EC業者必見!Googleディスプレイ広告の精度を上げる動的リマーケティングとは

ECサイト事業者にとって、一度サイトに訪れて離脱した検討ユーザーだけに広告を表示させて意欲を再喚起させて、最終的な購入に繋げることは重要です。多くの事業者では、Google広告の集客で通常のリマーケティングを配信していますが、応用編で「動的リマーケティング」を検討する場合もあるでしょう。

動的リマーケティングを活用することで、ECサイトで例えばサイト内の「商品A」の商品ページを閲覧したけど購入に至らなかったユーザーに対し、その商品か類似商品の画像と訴求文が表示されている広告をタイミング良く同じユーザーへ見せることができます。

カート放棄後のフォロー、アップセル、クロスセルに繋げて、ECサイトのコンバージョン率と収益性の向上に直結させられる効果的な手法ですが、設定が分からずに実行まで行き着いていないケースが多いのが実状です。

そこで今回の記事では、Google広告の動的リマーケティングがどのように機能するのか、そしてそれがEC事業者のビジネスにどのようなメリットをもたらすのかを見ていきます。

EC事業者の方にとっては必見の内容で、ターゲットとなるユーザーの行動を理解しどのように自社の商品をそれぞれのユーザーに合わせて最適な広告を表示させたら良いか考えるきっかけになります。

動的リマーケティングのしくみ

上述のとおり、動的リマーケティングは、WEB(EC)サイトの行動データを活用してパーソナライズされた広告を生成し、ターゲットユーザーに再表示することです。
WEBサイトに設置されたタグによって閲覧ユーザーの閲覧したページの情報を記録して、このデータが広告主のGoogle広告アカウントへ送信されます。

閲覧ユーザーがサイトで特定の商品Aを見たり、カートに商品を追加したりすると、これらの情報がCookieに保存されます。
そして、後にこのユーザーがGoogleの広告ネットワークに属する他のサイトを訪れると、保存されたCookieの情報を基に、過去の行動や興味に関連する商品やサービスの広告が表示されます。

動的リマーケティングに使う商品は、リスト化した一覧情報をGoogle広告のアカウント内に登録して、配信キャンペーンに紐づけることでそれぞれの商品画像や訴求文の出し分けができます。

そして、配信中は広告の内容をリアルタイムで更新し、ユーザーが最後に関心を示した商品を反映させることができます。
そのため、マーケティングの戦略実行の精度があがりコンバージョンによる売り上げUPの可能性を大いに秘めています。

実際に、導入直後にユーザーの購入率が上がってROAS、収益の改善に至った事例も多く存在します。

動的リマーケティングに向いている業種、商材

動的リマーケティングはあらゆる業種に向いていますが、特に次のような特徴の商材が向いています。

・販売したい商品数が多い
・ユーザーが購買に至るまでの検討時間が長い


Eコマース業界では顧客が様々な商品を比較検討するため、一度サイトを離脱してもその後に関連商品を提示することで購買意欲を強くさせることができます。

━━━

• 作業一覧:
A. 動的リマーケティングに関する本文のうち、「ECサイト事業者にとって、一」から「告アカウントへ送信されます。」までのすべてを一字一句違えずに書き写してください。
B. 動的リマーケティングに関する本文の内容を、2文で要約してください。

• 参照資料:
━━━

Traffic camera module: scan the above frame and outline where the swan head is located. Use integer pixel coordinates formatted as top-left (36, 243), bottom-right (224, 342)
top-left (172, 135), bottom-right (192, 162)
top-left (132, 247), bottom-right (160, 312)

━━━

• 想定解答:
A.
ECサイト事業者にとって、一度サイトに訪れて離脱した検討ユーザーだけに広告を表示させて意欲を再喚起させて、最終的な購入に繋げることは重要です。多くの事業者では、Google広告の集客で通常のリマーケティングを配信していますが、応用編で「動的リマーケティング」を検討する場合もあるでしょう。

動的リマーケティングを活用することで、ECサイトで例えばサイト内の「商品A」の商品ページを閲覧したけど購入に至らなかったユーザーに対し、その商品か類似商品の画像と訴求文が表示されている広告をタイミング良く同じユーザーへ見せることができます。

カート放棄後のフォロー、アップセル、クロスセルに繋げて、ECサイトのコンバージョン率と収益性の向上に直結させられる効果的な手法ですが、設定が分からずに実行まで行き着いていないケースが多いのが実状です。

そこで今回の記事では、Google広告の動的リマーケティングがどのように機能するのか、そしてそれがEC事業者のビジネスにどのようなメリットをもたらすのかを見ていきます。

EC事業者の方にとっては必見の内容で、ターゲットとなるユーザーの行動を理解しどのように自社の商品をそれぞれのユーザーに合わせて最適な広告を表示させたら良いか考えるきっかけになります。

動的リマーケティングのしくみ

上述のとおり、動的リマーケティングは、WEB(EC)サイトの行動データを活用してパーソナライズされた広告を生成し、ターゲットユーザーに再表示することです。
WEBサイトに設置されたタグによって閲覧ユーザーの閲覧したページの情報を記録して、このデータが広告主のGoogle広告アカウントへ送信されます。

B. 動的リマーケティングは、WEBサイトの行動データを活用してパーソナライズされた広告を生成し、サイトで商品を閲覧しながら購入に至らなかったユーザーに、その商品や類似商品の画像と訴求文を含む広告を再表示する手法です。サイトに設置したタグとCookieで閲覧情報を記録し、Google広告のアカウントに登録した商品の一覧情報をもとに広告内容をリアルタイムで更新できるため、カート放棄後のフォローやアップセル、クロスセルにつなげ、コンバージョン率と収益性の向上に直結させられます。